EXTRACT PROVIDED -
-=-=-=-=-

Mike used spacers to make sure the links were horizontal at ride height. His preference to attach there was a wish to not change the flex characteristics of the chassis with the RRS block.

Originally Posted by Johnny Wishbone
I also think that with the exception of the wheelbase changing slightly between the available C-hubs in the back, it shouldn't make much of a difference as your only talking about around 2* of toe, which really isn't getting into the sweep part of the steering that would be effected by the castor of the c-hub.
I asked as I built mine the other way, with the hubs angled back. Mike was forward at 4*, and Hagberg had success with his car running angled forward at 6* but I have not heard anything specific about testing it one way and then the other. I also put shims under the rear block so the upward movement of the hub was vertical, but as I was messing with the Gravity tires at the time, I cannot say really how it worked.

-=-=-=-=-

SET PROBLEM A -
In the forum post about hub angles, why did Mike use spacers?
SET PROBLEM B -
Write the next part of the forum post about hub angles, picking up after its final sentence.
The records have nothing to do with this work.

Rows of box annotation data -

-=-=-=-=-

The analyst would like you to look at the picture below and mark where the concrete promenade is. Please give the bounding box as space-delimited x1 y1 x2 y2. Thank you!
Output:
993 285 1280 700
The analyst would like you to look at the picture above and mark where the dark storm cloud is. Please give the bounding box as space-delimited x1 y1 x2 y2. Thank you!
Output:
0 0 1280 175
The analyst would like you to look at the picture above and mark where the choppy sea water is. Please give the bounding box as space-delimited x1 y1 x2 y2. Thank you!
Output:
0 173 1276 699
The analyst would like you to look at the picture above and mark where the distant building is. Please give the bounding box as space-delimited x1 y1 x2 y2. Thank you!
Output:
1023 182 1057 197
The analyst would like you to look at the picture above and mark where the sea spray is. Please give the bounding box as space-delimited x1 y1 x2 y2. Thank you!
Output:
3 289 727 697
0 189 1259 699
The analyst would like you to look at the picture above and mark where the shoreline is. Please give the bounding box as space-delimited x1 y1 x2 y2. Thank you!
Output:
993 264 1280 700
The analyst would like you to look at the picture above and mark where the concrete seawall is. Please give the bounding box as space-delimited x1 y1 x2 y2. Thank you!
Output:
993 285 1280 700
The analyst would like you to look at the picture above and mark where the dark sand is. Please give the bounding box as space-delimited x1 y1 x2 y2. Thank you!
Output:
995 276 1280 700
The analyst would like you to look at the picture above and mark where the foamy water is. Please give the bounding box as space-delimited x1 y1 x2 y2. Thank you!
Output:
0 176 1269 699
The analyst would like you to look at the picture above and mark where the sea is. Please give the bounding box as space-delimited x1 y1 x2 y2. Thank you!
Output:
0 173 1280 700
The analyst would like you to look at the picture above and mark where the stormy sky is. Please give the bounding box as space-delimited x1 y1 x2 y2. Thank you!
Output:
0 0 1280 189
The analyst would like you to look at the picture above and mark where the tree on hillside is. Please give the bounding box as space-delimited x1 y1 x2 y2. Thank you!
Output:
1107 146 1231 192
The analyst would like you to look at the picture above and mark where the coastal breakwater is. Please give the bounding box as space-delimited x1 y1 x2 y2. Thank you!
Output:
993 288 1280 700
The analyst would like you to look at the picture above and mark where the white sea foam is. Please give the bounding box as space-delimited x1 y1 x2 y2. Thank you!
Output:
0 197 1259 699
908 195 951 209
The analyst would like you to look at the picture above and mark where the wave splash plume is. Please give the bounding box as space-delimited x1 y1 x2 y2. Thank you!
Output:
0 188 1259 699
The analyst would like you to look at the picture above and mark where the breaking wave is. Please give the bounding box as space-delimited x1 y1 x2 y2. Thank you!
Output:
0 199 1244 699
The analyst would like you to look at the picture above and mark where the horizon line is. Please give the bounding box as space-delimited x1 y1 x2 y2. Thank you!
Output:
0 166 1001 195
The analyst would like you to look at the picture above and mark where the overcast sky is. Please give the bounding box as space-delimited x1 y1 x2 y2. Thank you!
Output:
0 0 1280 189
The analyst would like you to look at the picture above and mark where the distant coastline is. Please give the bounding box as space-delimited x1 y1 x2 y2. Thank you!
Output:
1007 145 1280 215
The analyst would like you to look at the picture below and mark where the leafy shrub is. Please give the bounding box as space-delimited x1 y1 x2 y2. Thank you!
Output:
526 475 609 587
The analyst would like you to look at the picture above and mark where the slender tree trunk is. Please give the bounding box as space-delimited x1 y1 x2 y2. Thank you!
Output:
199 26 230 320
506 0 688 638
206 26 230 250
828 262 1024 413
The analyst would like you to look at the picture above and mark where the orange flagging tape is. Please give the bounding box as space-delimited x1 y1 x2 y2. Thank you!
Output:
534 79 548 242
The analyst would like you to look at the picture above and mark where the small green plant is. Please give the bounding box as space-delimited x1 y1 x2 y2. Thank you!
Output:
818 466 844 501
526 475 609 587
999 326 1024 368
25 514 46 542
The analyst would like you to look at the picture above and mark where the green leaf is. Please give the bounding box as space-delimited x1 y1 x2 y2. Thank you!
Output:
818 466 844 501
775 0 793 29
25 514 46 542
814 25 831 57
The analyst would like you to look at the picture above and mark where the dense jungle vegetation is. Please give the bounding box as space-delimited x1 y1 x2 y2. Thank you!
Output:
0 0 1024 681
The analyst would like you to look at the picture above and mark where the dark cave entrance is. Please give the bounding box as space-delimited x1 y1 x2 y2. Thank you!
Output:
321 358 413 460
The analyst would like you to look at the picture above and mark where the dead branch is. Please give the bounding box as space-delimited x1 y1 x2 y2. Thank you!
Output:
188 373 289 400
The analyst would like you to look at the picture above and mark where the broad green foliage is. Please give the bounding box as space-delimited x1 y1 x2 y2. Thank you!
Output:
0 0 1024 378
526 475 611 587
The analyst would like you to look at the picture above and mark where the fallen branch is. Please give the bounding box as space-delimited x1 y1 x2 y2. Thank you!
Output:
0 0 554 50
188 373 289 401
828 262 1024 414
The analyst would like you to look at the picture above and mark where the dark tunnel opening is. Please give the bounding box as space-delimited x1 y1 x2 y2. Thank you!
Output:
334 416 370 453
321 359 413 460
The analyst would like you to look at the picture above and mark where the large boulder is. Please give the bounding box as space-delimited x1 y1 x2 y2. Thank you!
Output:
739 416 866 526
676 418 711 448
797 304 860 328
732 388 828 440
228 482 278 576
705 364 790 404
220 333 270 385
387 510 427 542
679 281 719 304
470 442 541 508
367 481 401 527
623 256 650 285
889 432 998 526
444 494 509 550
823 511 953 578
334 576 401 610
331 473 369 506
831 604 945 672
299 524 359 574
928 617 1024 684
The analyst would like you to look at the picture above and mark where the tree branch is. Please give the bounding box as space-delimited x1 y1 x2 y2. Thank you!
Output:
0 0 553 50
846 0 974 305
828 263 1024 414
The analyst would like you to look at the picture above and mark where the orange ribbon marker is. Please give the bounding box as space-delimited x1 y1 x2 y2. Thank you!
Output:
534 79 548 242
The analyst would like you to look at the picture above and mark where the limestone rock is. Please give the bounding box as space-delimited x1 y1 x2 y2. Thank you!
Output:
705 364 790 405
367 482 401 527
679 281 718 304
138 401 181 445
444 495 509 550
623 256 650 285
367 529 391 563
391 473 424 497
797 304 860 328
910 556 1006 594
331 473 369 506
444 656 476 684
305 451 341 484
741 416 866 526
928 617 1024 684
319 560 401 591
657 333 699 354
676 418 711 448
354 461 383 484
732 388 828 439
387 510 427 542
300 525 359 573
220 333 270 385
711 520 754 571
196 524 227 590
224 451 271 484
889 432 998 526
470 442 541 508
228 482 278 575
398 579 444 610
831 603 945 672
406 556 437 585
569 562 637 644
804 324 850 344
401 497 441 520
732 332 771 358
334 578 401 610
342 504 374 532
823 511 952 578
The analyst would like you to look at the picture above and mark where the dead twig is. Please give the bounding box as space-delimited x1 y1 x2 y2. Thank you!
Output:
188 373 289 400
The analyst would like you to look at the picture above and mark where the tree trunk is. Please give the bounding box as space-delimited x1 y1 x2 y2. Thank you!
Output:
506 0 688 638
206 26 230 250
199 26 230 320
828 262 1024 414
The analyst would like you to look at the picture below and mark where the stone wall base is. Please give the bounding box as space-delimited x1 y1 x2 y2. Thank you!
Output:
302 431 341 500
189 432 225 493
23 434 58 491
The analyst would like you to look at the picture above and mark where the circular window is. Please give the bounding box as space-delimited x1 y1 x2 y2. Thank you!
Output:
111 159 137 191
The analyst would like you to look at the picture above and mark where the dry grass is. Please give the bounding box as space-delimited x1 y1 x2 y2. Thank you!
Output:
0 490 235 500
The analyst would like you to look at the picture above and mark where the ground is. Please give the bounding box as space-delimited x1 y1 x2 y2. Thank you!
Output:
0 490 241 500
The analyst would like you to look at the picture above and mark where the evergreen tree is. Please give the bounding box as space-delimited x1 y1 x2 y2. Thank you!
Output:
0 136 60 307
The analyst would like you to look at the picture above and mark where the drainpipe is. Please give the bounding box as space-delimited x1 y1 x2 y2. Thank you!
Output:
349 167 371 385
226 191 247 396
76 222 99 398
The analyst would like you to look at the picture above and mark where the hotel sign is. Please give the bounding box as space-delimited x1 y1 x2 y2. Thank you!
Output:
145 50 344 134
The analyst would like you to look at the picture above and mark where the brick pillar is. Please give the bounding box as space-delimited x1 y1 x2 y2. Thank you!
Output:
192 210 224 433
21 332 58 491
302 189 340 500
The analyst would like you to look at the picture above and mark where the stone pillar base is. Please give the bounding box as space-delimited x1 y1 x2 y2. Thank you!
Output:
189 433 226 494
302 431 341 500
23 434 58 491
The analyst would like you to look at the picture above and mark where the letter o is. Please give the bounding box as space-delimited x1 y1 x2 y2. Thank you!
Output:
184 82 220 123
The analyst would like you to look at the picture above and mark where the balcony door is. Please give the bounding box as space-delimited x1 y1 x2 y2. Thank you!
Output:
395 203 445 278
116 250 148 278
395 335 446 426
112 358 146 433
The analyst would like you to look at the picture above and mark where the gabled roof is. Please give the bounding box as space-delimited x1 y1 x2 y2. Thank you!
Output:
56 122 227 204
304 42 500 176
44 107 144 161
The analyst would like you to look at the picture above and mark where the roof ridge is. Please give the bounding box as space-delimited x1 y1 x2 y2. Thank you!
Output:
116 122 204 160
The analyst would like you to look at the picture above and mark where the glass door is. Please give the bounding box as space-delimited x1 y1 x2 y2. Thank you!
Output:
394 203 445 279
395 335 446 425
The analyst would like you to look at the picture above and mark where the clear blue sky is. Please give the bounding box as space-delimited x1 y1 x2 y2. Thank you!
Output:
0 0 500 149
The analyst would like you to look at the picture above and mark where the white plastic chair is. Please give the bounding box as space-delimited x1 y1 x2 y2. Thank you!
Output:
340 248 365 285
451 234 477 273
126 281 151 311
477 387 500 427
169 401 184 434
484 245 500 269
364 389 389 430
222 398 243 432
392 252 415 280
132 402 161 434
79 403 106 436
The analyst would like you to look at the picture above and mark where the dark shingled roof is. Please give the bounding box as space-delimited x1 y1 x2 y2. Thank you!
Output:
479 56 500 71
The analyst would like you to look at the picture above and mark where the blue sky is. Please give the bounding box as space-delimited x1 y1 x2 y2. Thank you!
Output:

-=-=-=-=-

EXERCISE ANSWER A -
To make sure the links were horizontal at ride height.

EXERCISE ANSWER B -
Originally Posted by wwddww34
Considering how Mike mounted the links to the underside of the top deck, there is no doubt that he would not see much difference. His RRS setup would be similar to mounting links on the inner hole of the RRS bracket and using 3mm shims on the pivotball height. This would yield a total difference of only 0.18° rear toe (see blue line in top chart of pic below). I chose to use the outer hole on the RRS bracket and a 1mm shim on the pivotball height which would yield a difference of nearly 1.0° rear toe when the car is in full tilt (see green line in bottom chart of pic below).
Agreed, just know there were a lot of spacers involved. He actually drilled holes in the chassis to be able to get a wrench in to get the ball studs in from the bottom.

Originally Posted by cwoods34
I thimk I have a spool indicated on the setup sheet. A front gear diff would've helped with the onthrottle/high speed traction roll issues. Also, how were you cleaning and doping the tires?
+LOTS, that was the magic fix I got from Cody at the Southern Nats.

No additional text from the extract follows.